_Daftar Tugas_:
1. Jawab pertanyaan berikut berdasarkan teks tentang demokrasi dalam UU Nomor 32/2004:
(a) Pasal dan ayat mana dari UU Nomor 32/2004 yang disebut sebagai bentuk pengawasan lembaga perwakilan daerah?
(b) Istilah apa yang dianggap lebih tepat untuk membaca kata 'pemilihan' dalam pilkada?
(c) Bentuk demokrasi apa yang dipilih oleh para perumus Undang-Undang Dasar 1945?
2. Salin ulang tanpa perubahan bagian teks tentang demokrasi dalam UU Nomor 32/2004, mulai dari kata "Lima konsekuensi demokrasi" hingga kata "Undang-Undang Dasar 1945.", termasuk kata terakhir itu.
3. Tuliskan lanjutan teks tentang demokrasi dalam UU Nomor 32/2004, dimulai sesudah kalimat terakhirnya.

_Kutipan Teks_:
Lima konsekuensi demokrasi langsung itulah yang memengaruhi para perumus UU Nomor 32/2004 mencantumkan Pasal 109 ayat (3) dan ayat (4) sebagai bentuk pengawasan lembaga perwakilan daerah bagi penetapan calon kepala daerah terpilih. Berdasarkan batasan peraturan perundang-undangan tersebut, lebih tepat jika istilah 'pemilihan' dalam pilkada dibaca dengan 'penyeleksian' sehingga demokrasi yang dirumuskan dalam Undang-Undang Nomor 32/2004 merupakan demokrasi perwakilan dan bukan demokrasi langsung. Hal ini sesuai dengan sila keempat Pancasila, bahwa 'ke-(daulatan) rakyatan dipimpin oleh hikmat kebijaksanaan dalam permusyawaratan/perwakilan.' Demokrasi perwakilan merupakan bentuk demokrasi yang dipilih oleh para perumus Undang-Undang Dasar 1945, sebaliknya demokrasi langsung dipilih oleh para pengubah Undang-Undang Dasar 1945.

_Data Hasil Ekstraksi_:
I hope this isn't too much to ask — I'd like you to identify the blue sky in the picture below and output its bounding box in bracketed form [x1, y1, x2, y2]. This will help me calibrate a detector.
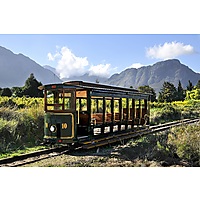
[0, 34, 200, 78]
[0, 0, 200, 78]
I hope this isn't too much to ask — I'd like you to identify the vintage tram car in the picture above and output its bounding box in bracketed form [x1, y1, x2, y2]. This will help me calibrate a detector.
[42, 81, 150, 144]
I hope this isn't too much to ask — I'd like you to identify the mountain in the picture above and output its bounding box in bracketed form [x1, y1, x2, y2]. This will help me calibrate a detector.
[62, 73, 107, 83]
[105, 59, 200, 93]
[0, 46, 62, 88]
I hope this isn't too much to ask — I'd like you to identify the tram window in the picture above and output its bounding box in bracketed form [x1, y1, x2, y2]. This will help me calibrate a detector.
[114, 99, 120, 121]
[64, 92, 72, 110]
[46, 90, 73, 110]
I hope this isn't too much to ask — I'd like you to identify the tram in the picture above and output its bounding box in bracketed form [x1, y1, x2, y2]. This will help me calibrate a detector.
[40, 81, 150, 144]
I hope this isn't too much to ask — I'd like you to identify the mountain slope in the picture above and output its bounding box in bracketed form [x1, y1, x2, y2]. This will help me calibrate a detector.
[106, 59, 200, 93]
[0, 46, 61, 87]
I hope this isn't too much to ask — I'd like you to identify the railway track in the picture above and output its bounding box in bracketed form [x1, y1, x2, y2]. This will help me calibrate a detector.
[0, 119, 200, 167]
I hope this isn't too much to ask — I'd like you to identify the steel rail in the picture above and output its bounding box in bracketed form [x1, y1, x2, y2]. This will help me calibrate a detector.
[0, 119, 200, 167]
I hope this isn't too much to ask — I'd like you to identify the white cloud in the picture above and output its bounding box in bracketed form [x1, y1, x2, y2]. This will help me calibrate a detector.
[47, 52, 60, 61]
[126, 63, 144, 69]
[89, 64, 112, 77]
[146, 42, 195, 60]
[52, 47, 89, 79]
[47, 47, 116, 79]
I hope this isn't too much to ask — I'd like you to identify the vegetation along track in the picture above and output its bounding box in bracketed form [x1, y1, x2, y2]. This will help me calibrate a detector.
[0, 119, 200, 167]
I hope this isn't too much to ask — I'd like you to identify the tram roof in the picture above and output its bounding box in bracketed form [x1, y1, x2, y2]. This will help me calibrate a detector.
[43, 81, 150, 97]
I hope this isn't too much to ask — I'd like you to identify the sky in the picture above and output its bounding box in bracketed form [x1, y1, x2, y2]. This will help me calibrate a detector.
[0, 34, 200, 78]
[0, 0, 200, 199]
[0, 0, 200, 78]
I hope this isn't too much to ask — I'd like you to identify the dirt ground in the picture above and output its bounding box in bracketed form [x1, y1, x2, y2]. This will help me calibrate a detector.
[25, 137, 189, 167]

_Jawaban Tugas_:
1.
(a) Pasal 109 ayat (3) dan ayat (4)
(b) 'Penyeleksian'
(c) Demokrasi perwakilan

2.
Lima konsekuensi demokrasi langsung itulah yang memengaruhi para perumus UU Nomor 32/2004 mencantumkan Pasal 109 ayat (3) dan ayat (4) sebagai bentuk pengawasan lembaga perwakilan daerah bagi penetapan calon kepala daerah terpilih. Berdasarkan batasan peraturan perundang-undangan tersebut, lebih tepat jika istilah 'pemilihan' dalam pilkada dibaca dengan 'penyeleksian' sehingga demokrasi yang dirumuskan dalam Undang-Undang Nomor 32/2004 merupakan demokrasi perwakilan dan bukan demokrasi langsung. Hal ini sesuai dengan sila keempat Pancasila, bahwa 'ke-(daulatan) rakyatan dipimpin oleh hikmat kebijaksanaan dalam permusyawaratan/perwakilan.' Demokrasi perwakilan merupakan bentuk demokrasi yang dipilih oleh para perumus Undang-Undang Dasar 1945, sebaliknya demokrasi langsung dipilih oleh para pengubah Undang-Undang Dasar 1945.

3.
Bahan introspeksi
Mengacu pada ketentuan Pasal 109 UU Nomor 32/2004 bahwa adanya keterlibatan DPRD provinsi dan kabupaten/kota dalam menentukan pengesahan pemenang pilkada perlu kiranya dipertimbangkan para selebiritas yang kelak berlaga di panggung demokrasi, mengingat ketenaran dan modal (secara finansial dan visual) yang dimiliki selebritas yang digadang-gadang bukan jaminan selebriti tersebut mulus melenggang sebagai pemenang dalam pilkada.
Kecenderungan partai politik menjaring calon kepala daerah dari kalangan selebritas merupakan salah satu strategi penjaringan suara (bahkan penggalangan dana) bagi kepentingan partai politik tersebut, bukan untuk kepentingan rakyat, bahkan bukan pula untuk kepentingan selebiritas yang digadang-gadang.
Panggung demokrasi merupakan panggung yang tepat bagi selebritas sepanjang mereka mampu menguasai pemangku kepentingan yang tidak hanya terdiri dari para sutradara, pemain lain, penonton, tapi juga para 'penumpang-penumpang gelap' yang tidak mampu dibendung dengan peraturan perundang-undangan.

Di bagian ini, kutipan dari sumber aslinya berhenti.